Short problem ▸
Update the listing below from its first line through the line that contains "[[737, 615], [1038, 660], [631, 565]]", changing "jacket" to "coat" and leaving everything else unchanged; give back only those lines.

Provided material ▸
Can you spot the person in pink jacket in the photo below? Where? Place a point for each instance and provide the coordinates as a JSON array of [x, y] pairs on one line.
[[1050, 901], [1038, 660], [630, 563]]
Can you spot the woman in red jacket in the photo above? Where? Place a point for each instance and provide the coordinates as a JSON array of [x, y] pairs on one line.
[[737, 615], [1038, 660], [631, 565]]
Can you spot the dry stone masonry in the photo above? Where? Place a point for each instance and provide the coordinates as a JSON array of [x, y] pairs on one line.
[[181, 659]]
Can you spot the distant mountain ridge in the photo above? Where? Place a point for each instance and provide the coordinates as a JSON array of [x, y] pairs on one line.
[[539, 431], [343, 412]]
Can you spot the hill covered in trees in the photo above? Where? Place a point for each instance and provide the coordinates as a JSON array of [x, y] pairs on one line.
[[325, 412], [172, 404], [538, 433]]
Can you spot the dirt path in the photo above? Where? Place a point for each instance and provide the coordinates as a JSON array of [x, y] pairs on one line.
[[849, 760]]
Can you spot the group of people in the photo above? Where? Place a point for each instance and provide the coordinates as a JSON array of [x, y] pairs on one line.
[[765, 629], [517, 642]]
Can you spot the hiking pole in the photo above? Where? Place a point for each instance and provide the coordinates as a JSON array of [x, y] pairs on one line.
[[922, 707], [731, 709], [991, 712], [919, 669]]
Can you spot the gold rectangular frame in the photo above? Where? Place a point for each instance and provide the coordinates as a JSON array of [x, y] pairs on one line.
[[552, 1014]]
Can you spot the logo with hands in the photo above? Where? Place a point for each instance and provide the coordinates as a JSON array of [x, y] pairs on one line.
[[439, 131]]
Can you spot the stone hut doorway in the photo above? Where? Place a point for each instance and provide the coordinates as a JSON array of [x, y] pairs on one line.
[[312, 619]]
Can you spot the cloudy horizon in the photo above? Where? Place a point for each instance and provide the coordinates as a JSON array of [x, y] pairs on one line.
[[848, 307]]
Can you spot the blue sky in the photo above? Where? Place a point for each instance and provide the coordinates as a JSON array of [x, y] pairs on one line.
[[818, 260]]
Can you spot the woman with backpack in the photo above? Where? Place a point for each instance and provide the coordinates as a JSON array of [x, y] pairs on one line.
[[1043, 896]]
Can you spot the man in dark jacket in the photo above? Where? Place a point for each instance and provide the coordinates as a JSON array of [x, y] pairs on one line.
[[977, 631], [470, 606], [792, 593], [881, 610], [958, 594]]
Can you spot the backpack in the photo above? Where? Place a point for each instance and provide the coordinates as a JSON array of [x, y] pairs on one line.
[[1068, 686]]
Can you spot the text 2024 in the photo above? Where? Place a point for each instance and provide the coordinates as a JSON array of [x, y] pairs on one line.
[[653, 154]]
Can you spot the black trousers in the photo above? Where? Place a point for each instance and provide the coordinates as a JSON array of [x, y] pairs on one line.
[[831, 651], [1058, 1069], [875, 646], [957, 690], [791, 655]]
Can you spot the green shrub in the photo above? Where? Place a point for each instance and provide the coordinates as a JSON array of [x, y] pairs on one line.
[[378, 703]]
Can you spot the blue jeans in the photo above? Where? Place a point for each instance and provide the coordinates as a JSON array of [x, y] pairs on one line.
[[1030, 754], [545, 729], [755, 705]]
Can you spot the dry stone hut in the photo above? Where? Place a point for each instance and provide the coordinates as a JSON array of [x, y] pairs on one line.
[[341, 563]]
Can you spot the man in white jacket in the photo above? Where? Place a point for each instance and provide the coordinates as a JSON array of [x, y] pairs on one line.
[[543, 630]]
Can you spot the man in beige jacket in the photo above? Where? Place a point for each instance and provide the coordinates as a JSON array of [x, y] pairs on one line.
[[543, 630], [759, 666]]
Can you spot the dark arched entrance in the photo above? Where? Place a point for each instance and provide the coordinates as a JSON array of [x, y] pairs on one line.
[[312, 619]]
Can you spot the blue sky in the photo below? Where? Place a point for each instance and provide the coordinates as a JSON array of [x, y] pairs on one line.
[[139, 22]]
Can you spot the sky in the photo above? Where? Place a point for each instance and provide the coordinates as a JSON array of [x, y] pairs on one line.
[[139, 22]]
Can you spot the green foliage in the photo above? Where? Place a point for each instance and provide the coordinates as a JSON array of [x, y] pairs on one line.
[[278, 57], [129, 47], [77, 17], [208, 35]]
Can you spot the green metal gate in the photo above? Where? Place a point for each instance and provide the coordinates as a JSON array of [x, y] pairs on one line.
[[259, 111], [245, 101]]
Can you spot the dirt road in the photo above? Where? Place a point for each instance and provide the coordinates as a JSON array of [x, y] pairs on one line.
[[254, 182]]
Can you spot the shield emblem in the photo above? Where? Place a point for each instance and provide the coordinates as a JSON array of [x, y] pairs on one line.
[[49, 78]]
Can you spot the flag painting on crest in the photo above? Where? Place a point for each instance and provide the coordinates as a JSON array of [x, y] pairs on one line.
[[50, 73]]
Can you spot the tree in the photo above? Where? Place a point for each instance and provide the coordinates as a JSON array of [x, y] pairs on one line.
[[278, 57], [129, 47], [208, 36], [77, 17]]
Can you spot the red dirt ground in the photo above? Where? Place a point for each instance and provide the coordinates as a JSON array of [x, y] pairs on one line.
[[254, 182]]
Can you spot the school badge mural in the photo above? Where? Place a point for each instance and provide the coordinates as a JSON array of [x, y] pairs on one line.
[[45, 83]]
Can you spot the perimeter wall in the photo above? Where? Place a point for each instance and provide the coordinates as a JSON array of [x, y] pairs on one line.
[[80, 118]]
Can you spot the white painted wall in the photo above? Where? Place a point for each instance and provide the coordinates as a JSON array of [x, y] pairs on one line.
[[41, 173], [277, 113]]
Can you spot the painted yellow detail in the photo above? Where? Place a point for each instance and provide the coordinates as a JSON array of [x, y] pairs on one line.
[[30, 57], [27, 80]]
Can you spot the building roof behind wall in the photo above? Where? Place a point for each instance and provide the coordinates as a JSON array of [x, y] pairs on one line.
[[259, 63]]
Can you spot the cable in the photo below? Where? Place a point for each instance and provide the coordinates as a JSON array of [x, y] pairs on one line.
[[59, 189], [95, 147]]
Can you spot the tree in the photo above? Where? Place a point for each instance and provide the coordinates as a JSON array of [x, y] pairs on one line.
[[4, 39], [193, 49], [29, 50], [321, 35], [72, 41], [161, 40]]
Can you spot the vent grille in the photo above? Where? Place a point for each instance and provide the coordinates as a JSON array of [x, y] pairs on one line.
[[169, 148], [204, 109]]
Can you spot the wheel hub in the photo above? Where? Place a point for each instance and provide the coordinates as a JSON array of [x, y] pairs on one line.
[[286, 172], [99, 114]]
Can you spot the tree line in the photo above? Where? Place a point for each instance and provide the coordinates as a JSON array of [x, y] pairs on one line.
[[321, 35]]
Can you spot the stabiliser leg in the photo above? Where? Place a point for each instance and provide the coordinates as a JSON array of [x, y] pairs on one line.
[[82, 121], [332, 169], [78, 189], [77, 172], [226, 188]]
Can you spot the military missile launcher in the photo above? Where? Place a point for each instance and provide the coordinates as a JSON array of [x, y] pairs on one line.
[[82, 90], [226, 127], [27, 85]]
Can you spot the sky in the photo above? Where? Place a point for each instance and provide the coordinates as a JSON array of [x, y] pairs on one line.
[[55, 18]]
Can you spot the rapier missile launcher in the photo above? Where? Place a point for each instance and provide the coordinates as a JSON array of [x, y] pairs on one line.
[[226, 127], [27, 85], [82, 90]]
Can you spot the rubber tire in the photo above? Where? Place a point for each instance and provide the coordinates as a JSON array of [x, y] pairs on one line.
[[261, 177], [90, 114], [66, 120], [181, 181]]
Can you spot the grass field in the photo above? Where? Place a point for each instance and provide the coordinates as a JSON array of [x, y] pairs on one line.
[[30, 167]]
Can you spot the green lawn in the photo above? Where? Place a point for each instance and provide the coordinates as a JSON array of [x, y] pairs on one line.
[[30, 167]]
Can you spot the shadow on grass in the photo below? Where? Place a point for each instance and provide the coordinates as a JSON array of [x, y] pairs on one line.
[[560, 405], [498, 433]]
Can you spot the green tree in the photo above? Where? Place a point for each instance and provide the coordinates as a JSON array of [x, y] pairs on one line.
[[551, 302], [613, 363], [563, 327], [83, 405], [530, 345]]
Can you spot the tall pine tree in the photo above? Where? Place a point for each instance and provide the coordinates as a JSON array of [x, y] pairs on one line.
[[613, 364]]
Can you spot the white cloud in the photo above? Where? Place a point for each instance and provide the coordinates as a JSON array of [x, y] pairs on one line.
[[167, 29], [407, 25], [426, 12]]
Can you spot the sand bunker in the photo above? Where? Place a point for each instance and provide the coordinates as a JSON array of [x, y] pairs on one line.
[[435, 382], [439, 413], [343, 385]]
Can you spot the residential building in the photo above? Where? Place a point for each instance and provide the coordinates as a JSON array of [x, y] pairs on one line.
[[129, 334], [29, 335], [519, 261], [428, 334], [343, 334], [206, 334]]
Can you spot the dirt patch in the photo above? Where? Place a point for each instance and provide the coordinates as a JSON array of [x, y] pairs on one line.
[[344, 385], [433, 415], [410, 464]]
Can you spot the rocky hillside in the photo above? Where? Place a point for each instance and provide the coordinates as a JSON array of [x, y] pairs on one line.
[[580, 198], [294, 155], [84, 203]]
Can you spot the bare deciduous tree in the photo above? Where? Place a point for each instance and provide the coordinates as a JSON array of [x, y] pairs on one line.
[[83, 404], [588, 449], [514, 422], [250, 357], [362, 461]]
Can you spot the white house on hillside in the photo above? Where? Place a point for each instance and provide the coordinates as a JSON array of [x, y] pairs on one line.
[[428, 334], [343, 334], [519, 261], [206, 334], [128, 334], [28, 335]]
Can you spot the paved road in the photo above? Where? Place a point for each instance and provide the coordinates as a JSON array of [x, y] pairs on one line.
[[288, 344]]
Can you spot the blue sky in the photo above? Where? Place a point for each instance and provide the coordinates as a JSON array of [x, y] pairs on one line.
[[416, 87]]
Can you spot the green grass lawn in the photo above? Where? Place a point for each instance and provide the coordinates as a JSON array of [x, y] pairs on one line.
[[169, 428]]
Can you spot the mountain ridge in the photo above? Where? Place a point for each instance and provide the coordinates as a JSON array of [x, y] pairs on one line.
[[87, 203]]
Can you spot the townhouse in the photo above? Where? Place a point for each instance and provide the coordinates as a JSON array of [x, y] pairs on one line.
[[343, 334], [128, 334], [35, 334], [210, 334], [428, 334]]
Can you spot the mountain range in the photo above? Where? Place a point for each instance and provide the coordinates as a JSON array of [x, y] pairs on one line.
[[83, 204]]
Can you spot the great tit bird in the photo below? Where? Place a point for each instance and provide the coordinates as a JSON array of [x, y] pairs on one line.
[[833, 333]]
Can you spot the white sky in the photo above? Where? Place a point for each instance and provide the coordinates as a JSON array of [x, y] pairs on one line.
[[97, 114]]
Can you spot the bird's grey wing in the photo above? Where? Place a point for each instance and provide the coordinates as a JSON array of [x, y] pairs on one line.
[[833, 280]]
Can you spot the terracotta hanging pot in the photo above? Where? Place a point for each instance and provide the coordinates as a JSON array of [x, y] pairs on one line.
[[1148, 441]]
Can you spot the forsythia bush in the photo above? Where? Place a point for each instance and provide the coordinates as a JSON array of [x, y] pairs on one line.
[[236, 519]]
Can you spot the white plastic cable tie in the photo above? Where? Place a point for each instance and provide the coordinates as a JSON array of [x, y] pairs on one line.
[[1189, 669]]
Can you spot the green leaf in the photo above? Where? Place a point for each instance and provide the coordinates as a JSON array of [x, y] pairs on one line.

Task answer ▸
Can you spot the person in pink coat in the photo below? Where? Place a point for each instance and provide the coordinates as a JSON array of [x, y] pairs on one line.
[[1050, 901], [1038, 660], [630, 563]]
Can you spot the woman in red coat in the photo above? Where? Place a point for each instance and provide the coordinates as a JSON array of [x, y] pairs on one line.
[[737, 615], [1038, 660], [631, 565]]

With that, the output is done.